▼
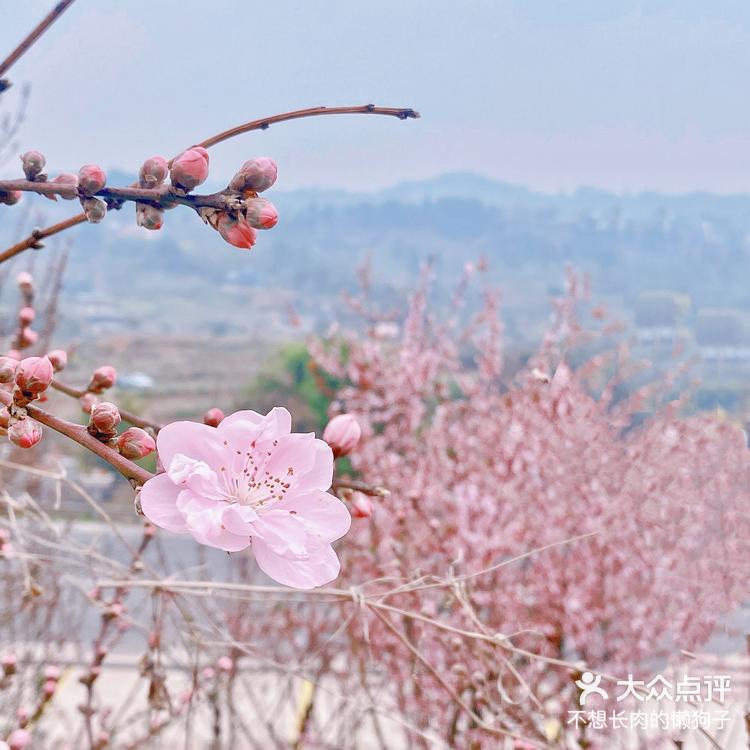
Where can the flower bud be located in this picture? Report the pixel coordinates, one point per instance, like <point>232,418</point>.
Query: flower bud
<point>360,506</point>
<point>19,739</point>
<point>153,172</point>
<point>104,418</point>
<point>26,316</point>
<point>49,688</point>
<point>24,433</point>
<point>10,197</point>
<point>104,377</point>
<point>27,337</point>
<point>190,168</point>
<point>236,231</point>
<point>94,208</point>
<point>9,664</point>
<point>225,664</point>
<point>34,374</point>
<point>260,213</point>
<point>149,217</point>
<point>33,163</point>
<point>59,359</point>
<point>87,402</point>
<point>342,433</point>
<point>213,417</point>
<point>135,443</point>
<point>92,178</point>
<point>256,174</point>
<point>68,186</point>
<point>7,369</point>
▲
▼
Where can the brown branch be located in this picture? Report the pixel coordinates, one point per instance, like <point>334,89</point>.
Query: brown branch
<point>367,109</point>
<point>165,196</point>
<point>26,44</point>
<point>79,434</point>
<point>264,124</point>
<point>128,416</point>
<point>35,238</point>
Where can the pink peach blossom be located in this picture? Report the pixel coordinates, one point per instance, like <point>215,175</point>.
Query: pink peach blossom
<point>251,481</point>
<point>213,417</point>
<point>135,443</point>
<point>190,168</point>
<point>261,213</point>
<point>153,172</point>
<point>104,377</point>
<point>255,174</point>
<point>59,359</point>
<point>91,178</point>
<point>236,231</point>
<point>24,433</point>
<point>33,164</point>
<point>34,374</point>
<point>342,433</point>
▲
→ Set problem: Output everything from the line containing "Where can the flower" down to the line containing "<point>104,418</point>" as a JSON list of strings, one string per line and blank lines omitted.

→ Reply to the exercise:
[
  "Where can the flower bud be located in this picture? Report the pixel coordinates, one point per instance, like <point>232,418</point>.",
  "Query: flower bud",
  "<point>360,506</point>",
  "<point>19,739</point>",
  "<point>153,172</point>",
  "<point>104,418</point>"
]